Directives ▸
• 1. For each of the following statements, say yes or no according to the notes on information representation, and quote the words in the notes that decide it. (a) A nibble is made up of 4 bits. (b) The prefix Mega stands for 10^9. (c) In a signed integer, a most significant bit of 0 marks a negative number.
• 2. Resume the notes on information representation after their last line, in the same note style.

======== Extract provided ========

Chapter 1 - Information Representation
1.1 Data Representation
Number Systems →
-
Denary is a base-10 system. 10 symbols/digits - 0-9
-
Binary is a base-1 system, with 2 symbols (0 & 1). Binary digits are referred to as bits, and all data is manipulated and stored in a computer using binary code
-
Hexadecimal (hex) is a base-16 system, with 16 symbols (0-9 & A-F). Hex is used for RGB colour codes, IPv6, MAC addresses, error codes
Hex Codes →
A = 10
B = 11
C = 12
D = 13
E = 14
F = 15
Binary Prefixes →
-
1 bit = 1 0/1 binary digit
-
1 nibble = 4 bits
-
1 byte = 8 bits
-
1 kibibyte (KiB) = 1024 bytes
-
1 mebibyte (MiB) = 1024 KiB
-
1 gibibyte (GiB) = 1024 MiB
-
1 tebibyte (TiB) = 1024 GiB
Denary prefixes →
-
Kilo = 10^3
-
Mega = 10^6
-
Giga = 10^9
-
Tera = 10^12
Binary Addition & Subtraction →
Addition →
-
0 + 0 = 0
-
1 + 0 = 1
-
1 + 1 = 10
-
1 + 1 + 1 = 11
Sometimes, an error called overflow can occur - the answer cannot be represented with the current number of bits, as the number of bits in the answer exceeds a predefined range
Subtraction →
Convert the second number (the subtracting one) into two’s complement, and add the two numbers. (see later in the chapter for two’s complement)
Internal Coding of Numbers →
Byte: 8 bits treated as a single units. values are 0 to 28-1
Unsigned integer: simply a binary number; always positive
Signed integer: can be positive or negative. The left-most bit is called the most significant bit (MSB) and this is used to determine if a number is positive or negative ( 1 = negative, 0 = positive)

======== Dataset content ========

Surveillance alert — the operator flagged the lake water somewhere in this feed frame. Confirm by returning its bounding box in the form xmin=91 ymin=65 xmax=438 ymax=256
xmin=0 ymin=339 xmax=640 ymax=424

========

Results by task ▸
• 1.
(a) Yes: "1 nibble = 4 bits"
(b) No: "Mega = 10^6"
(c) No: "1 = negative, 0 = positive"

• 2.
Sign and Magnitude →
-
MSB is used for the sign (positive or negative) and the rest is the value
-
Range: - 127 to 127
-
Decreased range through double zeroes (positive and negative zero)
-
Overflow & calculation errors occur
One’s Complement →
-
1s inverted to 0 and 0s inverted to 1
-
Range: -127 to 127
-
Positive and negative zeroes, and calculation errors occur
Two’s Complement →
-
One’s complement + 1
-
Copy zeroes from the right end and the first 1, and invert the rest
-
Increased range : -128 to 127
-
Only one zero
-
Easier calculations, with reduced errors
Binary Coded Decimal →
Uses four bits/one nibble to represent each denary digit
Pros →
-
Easier to convert from denary to BCD, so this makes it easier to encode and decode
-
Easier to understand and implement in hardware
-
Can represent large numbers or monetary values accurately
-
Bits 1010 - 1111 can be used for other characters
Cons →
-
There is no standard for bits 1010 - 1111
-
Less efficient
-
Complicates calculations
Uses →
-
Financial institutions - representing monetary values
-
Electrical calculator and LED displays
-
Date and time in BIOS of PC
-
Latitude and longitude
-
Barcodes (MSI)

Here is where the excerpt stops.